■ Exercise instructions
Every line of the records counts; transcribe each one exactly.

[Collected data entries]
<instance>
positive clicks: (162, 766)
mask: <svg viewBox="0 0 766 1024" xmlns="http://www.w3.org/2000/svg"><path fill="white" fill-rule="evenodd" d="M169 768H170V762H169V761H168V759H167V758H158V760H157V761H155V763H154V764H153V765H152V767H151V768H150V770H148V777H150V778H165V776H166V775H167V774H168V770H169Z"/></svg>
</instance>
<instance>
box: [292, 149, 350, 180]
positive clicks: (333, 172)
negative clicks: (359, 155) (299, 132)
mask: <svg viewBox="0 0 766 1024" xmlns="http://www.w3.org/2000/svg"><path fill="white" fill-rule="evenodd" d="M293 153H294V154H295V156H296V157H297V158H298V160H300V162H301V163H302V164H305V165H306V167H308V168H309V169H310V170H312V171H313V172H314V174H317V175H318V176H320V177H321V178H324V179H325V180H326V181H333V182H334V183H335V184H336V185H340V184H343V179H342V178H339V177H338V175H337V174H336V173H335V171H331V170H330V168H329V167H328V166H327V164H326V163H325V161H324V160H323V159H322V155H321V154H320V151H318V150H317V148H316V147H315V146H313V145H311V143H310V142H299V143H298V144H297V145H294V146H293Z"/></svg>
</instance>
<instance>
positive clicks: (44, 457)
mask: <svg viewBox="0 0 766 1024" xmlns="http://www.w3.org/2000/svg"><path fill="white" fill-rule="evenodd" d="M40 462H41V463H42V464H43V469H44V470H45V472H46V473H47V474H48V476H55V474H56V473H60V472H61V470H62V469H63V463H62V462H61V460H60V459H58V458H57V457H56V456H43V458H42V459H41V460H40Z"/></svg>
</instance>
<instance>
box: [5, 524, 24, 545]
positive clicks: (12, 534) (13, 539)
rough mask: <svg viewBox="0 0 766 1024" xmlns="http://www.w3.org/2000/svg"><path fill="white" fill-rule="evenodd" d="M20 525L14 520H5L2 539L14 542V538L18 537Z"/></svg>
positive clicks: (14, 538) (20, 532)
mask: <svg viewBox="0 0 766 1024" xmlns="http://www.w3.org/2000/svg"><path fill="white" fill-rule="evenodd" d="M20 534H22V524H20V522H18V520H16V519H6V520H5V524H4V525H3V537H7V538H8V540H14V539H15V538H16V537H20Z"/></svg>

■ Answer to this task
<instance>
positive clicks: (162, 766)
mask: <svg viewBox="0 0 766 1024" xmlns="http://www.w3.org/2000/svg"><path fill="white" fill-rule="evenodd" d="M169 768H170V762H169V761H168V759H167V758H158V760H157V761H155V763H154V764H153V765H152V767H151V768H150V770H148V777H150V778H165V776H166V775H167V774H168V770H169Z"/></svg>
</instance>
<instance>
box: [292, 149, 350, 180]
positive clicks: (333, 172)
negative clicks: (359, 155) (299, 132)
mask: <svg viewBox="0 0 766 1024" xmlns="http://www.w3.org/2000/svg"><path fill="white" fill-rule="evenodd" d="M293 153H294V154H295V156H296V157H297V158H298V160H300V162H301V163H302V164H305V165H306V167H308V168H309V169H310V170H312V171H313V172H314V174H317V175H318V176H320V177H321V178H324V179H325V180H326V181H333V182H334V183H335V184H336V185H340V184H343V179H342V178H339V177H338V175H337V174H336V173H335V171H331V170H330V168H329V167H328V166H327V164H326V163H325V161H324V160H323V159H322V155H321V154H320V151H318V150H317V148H316V147H315V146H313V145H311V143H310V142H299V143H298V144H297V145H294V146H293Z"/></svg>
</instance>
<instance>
positive clicks: (44, 457)
mask: <svg viewBox="0 0 766 1024" xmlns="http://www.w3.org/2000/svg"><path fill="white" fill-rule="evenodd" d="M40 462H41V463H42V464H43V469H44V470H45V472H46V473H47V474H48V476H55V474H56V473H60V472H61V470H62V469H63V463H62V462H61V460H60V459H58V458H57V457H56V456H43V458H42V459H41V460H40Z"/></svg>
</instance>
<instance>
box: [5, 524, 24, 545]
positive clicks: (12, 534) (13, 539)
rough mask: <svg viewBox="0 0 766 1024" xmlns="http://www.w3.org/2000/svg"><path fill="white" fill-rule="evenodd" d="M20 525L14 520H5L2 539L14 542V538L18 537Z"/></svg>
positive clicks: (14, 538) (20, 532)
mask: <svg viewBox="0 0 766 1024" xmlns="http://www.w3.org/2000/svg"><path fill="white" fill-rule="evenodd" d="M20 534H22V524H20V522H18V520H16V519H6V520H5V524H4V525H3V537H7V538H8V540H14V539H15V538H16V537H20Z"/></svg>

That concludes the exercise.